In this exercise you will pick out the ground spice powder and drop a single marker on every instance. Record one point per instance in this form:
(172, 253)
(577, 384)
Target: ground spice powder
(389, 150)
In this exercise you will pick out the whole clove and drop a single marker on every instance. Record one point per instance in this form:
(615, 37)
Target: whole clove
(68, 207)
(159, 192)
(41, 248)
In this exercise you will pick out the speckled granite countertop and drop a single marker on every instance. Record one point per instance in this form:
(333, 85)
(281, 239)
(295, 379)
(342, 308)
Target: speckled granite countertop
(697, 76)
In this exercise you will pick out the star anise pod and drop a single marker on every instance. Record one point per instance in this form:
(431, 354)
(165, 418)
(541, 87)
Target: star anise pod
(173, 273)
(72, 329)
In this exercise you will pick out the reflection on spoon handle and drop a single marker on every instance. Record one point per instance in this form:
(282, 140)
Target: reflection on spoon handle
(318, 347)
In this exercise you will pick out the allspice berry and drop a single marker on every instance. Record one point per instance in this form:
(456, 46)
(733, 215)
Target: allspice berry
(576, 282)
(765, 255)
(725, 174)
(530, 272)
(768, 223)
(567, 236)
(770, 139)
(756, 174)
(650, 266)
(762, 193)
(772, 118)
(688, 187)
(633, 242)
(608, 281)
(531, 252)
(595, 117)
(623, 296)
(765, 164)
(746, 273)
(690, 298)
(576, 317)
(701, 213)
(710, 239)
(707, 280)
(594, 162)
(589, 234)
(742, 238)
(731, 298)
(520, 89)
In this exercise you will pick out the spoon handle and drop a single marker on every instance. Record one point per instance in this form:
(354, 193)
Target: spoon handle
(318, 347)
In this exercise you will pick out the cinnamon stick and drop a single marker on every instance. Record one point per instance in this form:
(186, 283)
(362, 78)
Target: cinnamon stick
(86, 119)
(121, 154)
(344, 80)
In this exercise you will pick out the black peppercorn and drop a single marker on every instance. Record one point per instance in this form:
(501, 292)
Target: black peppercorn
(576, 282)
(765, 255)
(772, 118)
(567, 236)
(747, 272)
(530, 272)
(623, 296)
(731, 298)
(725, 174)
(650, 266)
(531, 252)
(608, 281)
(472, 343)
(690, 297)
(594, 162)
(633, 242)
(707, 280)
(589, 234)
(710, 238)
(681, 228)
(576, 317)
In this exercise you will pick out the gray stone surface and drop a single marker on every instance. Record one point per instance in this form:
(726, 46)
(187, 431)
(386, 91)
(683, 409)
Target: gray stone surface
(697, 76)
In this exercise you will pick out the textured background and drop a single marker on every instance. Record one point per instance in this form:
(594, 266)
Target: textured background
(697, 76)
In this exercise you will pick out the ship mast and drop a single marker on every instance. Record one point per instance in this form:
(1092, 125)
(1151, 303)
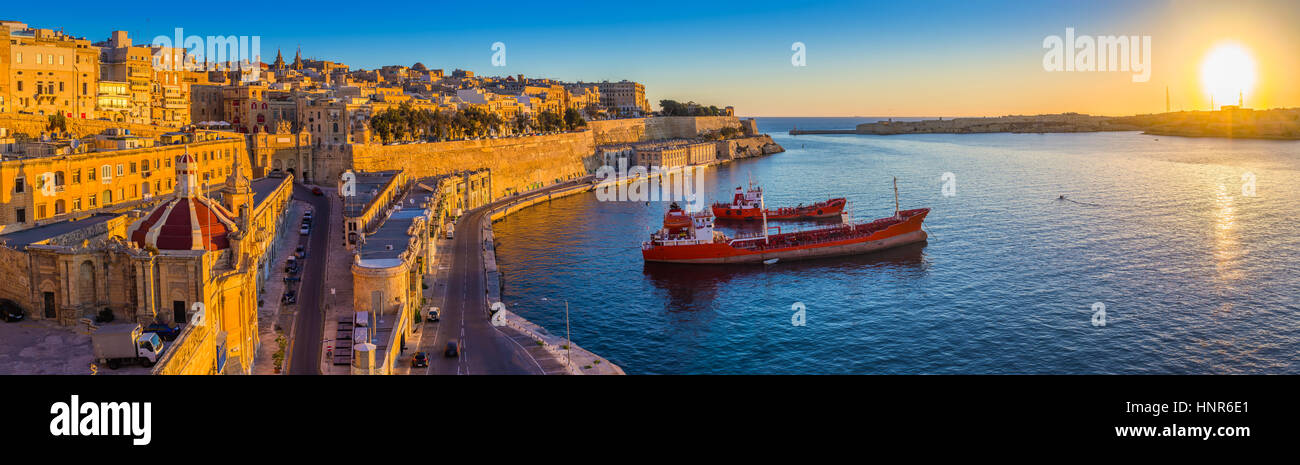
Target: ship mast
──────────
Pictures do not go in the copy. Write out exactly the lines from the line containing "In this exercise you will pick out the spoon" through the last line of the listing.

In this exercise you will pick out the spoon handle and drop a single marker on every instance. Record one point per instance in this form:
(354, 193)
Target: spoon handle
(318, 347)
In this exercise you will pick out the cinnamon stick and drop a single marker on every instance. Record one point per instance in this form:
(186, 283)
(362, 78)
Target: cinnamon stick
(86, 119)
(121, 154)
(344, 80)
In this exercise you will pick out the black peppercorn and drop a single marker on every instance. Record one point per instance in this form:
(501, 292)
Target: black peppercorn
(576, 282)
(765, 255)
(772, 118)
(567, 236)
(747, 272)
(530, 272)
(623, 296)
(731, 298)
(725, 174)
(650, 266)
(531, 252)
(608, 281)
(472, 343)
(690, 297)
(594, 162)
(633, 242)
(707, 280)
(589, 234)
(710, 238)
(681, 228)
(576, 317)
In this exercise you will pick out the gray stone surface and drop a single marker on every instance. Record one point per instance in this form:
(726, 46)
(187, 431)
(386, 91)
(683, 409)
Target: gray stone surface
(697, 76)
In this exercise you will pick out the textured background and drop a single marker on every instance. Record one point per instance in this form:
(594, 266)
Target: textured background
(697, 76)
In this exercise you will pick out the ship mast and drop a single marker on every instance. Record one point per instance in this form:
(1092, 125)
(1151, 303)
Target: ship mast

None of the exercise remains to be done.